## [Goal]
Put the lines of the records below, from the line containing "Batch job #204 — target class is pale" through the line containing "[591,0,643,70]", both included, into a JSON list of strings, one string per line, leaving out blank lines.
════════
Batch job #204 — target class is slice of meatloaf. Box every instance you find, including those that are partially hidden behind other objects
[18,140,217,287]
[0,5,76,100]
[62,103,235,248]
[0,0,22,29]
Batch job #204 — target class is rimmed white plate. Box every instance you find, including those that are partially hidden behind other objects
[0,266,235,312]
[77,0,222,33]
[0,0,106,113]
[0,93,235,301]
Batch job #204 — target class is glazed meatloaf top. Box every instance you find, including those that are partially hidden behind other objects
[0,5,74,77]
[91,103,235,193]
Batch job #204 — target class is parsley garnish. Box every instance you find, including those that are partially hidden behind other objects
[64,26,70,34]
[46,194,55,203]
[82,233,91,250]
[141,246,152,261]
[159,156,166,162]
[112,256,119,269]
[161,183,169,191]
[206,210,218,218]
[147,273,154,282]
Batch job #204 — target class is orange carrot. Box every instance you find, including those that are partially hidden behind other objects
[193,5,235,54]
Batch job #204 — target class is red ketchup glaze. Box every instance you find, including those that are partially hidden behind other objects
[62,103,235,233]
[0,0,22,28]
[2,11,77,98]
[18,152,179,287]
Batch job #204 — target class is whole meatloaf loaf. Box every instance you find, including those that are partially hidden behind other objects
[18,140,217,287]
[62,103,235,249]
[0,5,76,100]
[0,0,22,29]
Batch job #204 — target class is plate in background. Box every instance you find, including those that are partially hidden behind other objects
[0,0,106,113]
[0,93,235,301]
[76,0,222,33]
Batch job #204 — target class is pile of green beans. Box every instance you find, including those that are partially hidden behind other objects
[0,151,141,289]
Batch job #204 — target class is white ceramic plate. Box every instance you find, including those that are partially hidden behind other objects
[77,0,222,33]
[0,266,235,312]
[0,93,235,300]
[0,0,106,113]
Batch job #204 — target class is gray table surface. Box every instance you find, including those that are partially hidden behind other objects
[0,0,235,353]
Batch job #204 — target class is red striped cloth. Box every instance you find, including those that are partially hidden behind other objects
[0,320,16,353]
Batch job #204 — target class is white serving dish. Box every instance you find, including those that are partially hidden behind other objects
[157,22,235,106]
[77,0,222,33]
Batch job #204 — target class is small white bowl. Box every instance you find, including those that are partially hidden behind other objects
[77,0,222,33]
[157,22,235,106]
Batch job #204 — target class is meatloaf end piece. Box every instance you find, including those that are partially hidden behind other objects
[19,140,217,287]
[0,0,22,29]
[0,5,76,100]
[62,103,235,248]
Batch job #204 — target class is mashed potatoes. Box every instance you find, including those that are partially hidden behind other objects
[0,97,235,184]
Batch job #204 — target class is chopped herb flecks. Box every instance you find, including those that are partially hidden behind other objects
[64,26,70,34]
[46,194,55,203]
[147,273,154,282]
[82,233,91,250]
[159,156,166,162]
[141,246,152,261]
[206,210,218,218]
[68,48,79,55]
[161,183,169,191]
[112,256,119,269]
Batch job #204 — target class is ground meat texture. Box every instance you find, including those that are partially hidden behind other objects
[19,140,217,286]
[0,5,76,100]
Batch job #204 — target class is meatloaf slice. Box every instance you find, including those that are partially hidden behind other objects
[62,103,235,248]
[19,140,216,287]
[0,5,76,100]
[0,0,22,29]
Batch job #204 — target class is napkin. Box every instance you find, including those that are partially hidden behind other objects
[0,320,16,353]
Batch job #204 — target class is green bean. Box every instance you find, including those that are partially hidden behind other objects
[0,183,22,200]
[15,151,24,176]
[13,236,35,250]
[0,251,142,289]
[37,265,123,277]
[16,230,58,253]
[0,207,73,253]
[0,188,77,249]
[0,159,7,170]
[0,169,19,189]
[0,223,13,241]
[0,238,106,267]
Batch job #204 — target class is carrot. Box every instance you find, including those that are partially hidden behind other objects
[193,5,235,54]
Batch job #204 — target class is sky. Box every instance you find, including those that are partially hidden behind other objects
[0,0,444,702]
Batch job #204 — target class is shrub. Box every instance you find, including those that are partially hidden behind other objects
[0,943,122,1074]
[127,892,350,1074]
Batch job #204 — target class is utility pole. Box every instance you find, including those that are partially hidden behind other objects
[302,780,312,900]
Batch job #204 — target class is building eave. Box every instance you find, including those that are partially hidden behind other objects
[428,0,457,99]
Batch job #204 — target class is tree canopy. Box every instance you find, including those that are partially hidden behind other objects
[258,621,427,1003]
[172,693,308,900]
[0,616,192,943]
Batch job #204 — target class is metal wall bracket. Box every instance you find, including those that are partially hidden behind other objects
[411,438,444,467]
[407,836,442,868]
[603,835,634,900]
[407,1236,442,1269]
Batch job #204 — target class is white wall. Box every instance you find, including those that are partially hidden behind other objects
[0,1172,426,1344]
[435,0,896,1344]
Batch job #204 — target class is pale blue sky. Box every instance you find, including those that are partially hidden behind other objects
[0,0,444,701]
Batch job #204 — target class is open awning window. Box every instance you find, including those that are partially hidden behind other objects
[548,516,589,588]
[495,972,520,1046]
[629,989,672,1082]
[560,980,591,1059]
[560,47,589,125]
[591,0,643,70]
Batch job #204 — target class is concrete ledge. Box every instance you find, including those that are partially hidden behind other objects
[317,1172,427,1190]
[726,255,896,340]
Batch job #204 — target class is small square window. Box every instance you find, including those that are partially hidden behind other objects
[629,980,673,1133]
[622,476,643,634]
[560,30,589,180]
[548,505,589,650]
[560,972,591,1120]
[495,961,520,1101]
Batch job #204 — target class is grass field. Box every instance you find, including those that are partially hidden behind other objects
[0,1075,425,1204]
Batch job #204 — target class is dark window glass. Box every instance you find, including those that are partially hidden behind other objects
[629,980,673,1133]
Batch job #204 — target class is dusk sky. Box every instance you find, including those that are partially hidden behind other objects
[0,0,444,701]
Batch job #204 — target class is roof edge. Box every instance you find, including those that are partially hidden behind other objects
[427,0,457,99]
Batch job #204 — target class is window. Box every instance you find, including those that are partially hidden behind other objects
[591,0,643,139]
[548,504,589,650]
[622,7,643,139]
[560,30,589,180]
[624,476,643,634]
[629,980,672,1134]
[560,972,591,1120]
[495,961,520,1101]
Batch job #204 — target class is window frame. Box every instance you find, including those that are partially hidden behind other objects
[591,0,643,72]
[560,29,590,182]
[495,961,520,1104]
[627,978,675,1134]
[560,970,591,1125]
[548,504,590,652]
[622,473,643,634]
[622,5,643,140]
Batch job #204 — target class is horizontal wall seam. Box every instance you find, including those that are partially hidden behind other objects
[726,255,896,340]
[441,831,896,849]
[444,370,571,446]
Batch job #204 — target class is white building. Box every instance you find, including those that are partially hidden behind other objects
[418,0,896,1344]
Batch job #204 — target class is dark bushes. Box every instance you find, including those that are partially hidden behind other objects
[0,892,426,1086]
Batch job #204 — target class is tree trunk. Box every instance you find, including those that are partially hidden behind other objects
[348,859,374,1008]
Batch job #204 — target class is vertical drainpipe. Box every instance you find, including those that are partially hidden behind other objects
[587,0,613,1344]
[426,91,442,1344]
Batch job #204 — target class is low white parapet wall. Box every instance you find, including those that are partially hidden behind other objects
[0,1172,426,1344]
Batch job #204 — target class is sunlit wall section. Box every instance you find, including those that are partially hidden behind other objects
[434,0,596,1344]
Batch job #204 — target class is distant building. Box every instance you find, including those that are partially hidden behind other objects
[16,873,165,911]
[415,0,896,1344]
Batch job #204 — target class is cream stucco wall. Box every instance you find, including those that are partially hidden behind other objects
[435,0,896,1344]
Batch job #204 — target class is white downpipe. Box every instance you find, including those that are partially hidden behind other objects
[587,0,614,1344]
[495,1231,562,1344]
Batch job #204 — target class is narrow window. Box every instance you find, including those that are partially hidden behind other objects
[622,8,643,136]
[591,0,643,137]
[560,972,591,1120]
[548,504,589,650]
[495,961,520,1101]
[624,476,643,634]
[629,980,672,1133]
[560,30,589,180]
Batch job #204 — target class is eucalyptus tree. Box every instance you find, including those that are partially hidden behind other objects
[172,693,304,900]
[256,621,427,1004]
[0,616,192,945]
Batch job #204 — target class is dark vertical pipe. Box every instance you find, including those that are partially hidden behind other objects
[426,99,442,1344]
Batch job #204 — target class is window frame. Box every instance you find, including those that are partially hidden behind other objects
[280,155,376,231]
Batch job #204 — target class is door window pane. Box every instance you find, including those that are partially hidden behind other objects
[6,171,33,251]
════════
## [Problem solution]
[
  "Batch job #204 — target class is pale blue sky. Box every instance you find, including those that are partially hidden behind other objects",
  "[0,0,444,701]",
  "Batch job #204 — target class is open awning window. Box every instance you find, including those that are partially hidden behind other objects",
  "[548,516,589,588]",
  "[495,972,520,1046]",
  "[629,989,672,1082]",
  "[560,980,591,1059]",
  "[560,47,589,125]",
  "[591,0,643,70]"
]